Quoted passage:
================
Wed 12 Jul 2006
Tue 11 Jul 2006
Watched PL dancing. Fed verbal response/observations designed to provoke, disturb, and perturb – as an accumulation of information.
1. Let the body cascade.
2. There is no action that is a reaction.
3. Including face.
4. Keep your eyes above the floor.
5. Or is that your gaze?
6. Backwards.
7. Don’t settle.
8. Thinking across your back, your hamstrings, your calves.
9. Don’t judge, just observe.
10. Don’t settle.
11. Find the place of no impulse.
12. Let the body reverberate to this state – micro-reverberations.
13. Where do they occur?
14. Can the initiation occur beyond your body?
15. Can this occur at three times the pace.
Tue 11 Jul 2006
Watched DC dancing. Fed verbal response/observations designed to provoke, disturb, and perturb – as an accumulation of information.
1. Continuous action – no pause.
2. See in three dimensions – and be seen in three dimensions.
3. Skull is covered with eyes.
4. Weight going beyond your legs.
5. Legs do not prop you up.
6. Keep seeing and being seen; allow yourself to be seen.
7. Support is fragmented – arms, legs, spine.
8. Pushing beyond.
9. yes.
10. The dorsal body, the back body.
11. No rest.
================
Dataset items:
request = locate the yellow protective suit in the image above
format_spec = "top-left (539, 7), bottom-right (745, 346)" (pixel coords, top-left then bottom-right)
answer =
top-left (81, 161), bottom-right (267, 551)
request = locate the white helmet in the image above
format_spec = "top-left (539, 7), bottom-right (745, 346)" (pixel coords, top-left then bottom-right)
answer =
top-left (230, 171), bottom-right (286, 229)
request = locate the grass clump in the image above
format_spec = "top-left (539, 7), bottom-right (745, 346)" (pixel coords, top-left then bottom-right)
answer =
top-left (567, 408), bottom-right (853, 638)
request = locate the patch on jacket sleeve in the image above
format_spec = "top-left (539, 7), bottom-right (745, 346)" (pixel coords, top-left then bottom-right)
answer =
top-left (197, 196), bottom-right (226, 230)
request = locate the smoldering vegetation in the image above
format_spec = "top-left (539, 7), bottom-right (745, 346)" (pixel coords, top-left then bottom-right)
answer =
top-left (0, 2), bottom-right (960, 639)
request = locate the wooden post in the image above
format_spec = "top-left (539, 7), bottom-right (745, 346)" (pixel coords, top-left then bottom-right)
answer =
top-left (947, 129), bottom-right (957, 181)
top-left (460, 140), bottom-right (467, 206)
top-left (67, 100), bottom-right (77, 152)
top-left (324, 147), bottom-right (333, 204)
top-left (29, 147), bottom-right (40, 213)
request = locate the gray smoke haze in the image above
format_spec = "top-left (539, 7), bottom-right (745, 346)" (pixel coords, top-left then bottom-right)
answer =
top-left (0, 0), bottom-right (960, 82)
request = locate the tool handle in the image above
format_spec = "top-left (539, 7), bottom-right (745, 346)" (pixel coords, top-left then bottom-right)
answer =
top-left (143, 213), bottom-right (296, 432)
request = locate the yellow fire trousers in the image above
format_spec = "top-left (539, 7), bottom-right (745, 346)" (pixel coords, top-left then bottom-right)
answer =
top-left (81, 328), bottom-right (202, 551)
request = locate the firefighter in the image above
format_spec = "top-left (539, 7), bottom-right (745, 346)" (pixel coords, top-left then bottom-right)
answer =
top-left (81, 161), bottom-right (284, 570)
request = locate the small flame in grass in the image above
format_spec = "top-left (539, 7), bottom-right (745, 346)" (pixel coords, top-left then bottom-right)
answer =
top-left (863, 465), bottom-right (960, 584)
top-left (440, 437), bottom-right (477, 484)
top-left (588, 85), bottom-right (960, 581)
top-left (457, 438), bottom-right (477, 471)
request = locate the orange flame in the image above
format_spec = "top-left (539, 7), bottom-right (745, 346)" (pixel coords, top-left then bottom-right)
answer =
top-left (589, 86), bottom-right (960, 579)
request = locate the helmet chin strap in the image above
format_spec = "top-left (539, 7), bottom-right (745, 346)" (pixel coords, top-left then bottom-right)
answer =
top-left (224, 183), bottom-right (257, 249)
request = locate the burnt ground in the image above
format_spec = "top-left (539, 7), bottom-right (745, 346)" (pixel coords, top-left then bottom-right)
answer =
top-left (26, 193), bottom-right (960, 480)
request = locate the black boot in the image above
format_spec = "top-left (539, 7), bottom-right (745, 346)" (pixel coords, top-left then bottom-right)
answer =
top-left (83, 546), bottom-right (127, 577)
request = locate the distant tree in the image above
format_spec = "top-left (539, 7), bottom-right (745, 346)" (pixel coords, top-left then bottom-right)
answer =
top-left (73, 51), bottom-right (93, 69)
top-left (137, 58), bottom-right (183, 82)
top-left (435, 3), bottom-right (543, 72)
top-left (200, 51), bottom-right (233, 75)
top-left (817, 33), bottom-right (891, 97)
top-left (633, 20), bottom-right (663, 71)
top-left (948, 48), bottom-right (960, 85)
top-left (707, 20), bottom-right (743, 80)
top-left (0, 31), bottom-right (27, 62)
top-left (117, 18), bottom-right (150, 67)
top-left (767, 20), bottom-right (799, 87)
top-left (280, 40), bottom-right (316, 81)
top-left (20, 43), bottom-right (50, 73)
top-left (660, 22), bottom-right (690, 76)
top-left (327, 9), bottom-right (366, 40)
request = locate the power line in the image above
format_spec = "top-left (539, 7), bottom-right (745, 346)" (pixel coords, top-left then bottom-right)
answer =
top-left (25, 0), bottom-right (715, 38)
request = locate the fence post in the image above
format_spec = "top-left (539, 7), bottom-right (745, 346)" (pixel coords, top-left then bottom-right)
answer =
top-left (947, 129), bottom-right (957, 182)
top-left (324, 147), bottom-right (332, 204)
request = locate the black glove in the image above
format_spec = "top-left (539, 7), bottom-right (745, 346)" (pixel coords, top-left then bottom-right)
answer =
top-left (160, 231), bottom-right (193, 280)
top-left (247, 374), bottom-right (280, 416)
================
Extend the dance rehearsal notes from the point where they stop.

12. Frantic.
13. The dorsal.
14. Multiple rhythms.
15. Don’t catch.
16. Release the head.
(23 minutes)
Following this, and as a type of recovery, David danced for two minutes using these words/ideas:
calm, organised, dynamically sustained, beautiful.
Can the body settle whilst being sustained?
Tue 11 Jul 2006
Paea and I sat and read “Phenomenological Space” this morning/afternoon. An interview with Hubert Godard and Caryn McHose for Contact Quarterly (it would appear I have only read one thing since being here in Perth) – Summer/Fall 2006.
The idea was to read the material at the same time and then discuss/consider any resonances that resulted from our (mutual) introduction to Godard’s thinking.
What became clear, very quickly, to me was that I was going to have trouble pinning his thinking to any one aspect of my practice. I was stimulated creatively (in terms of considering corporeal and audience/performer spaces), personally (in terms of his ideas concerning expectations), as an improviser, and more broadly on issues related to a conceptual understanding of space.
It is tricky to know where to begin. What was significant?
My notes read as follows:
space – imaginary
topos – real (geometric or measured)
space is linked to our personal story.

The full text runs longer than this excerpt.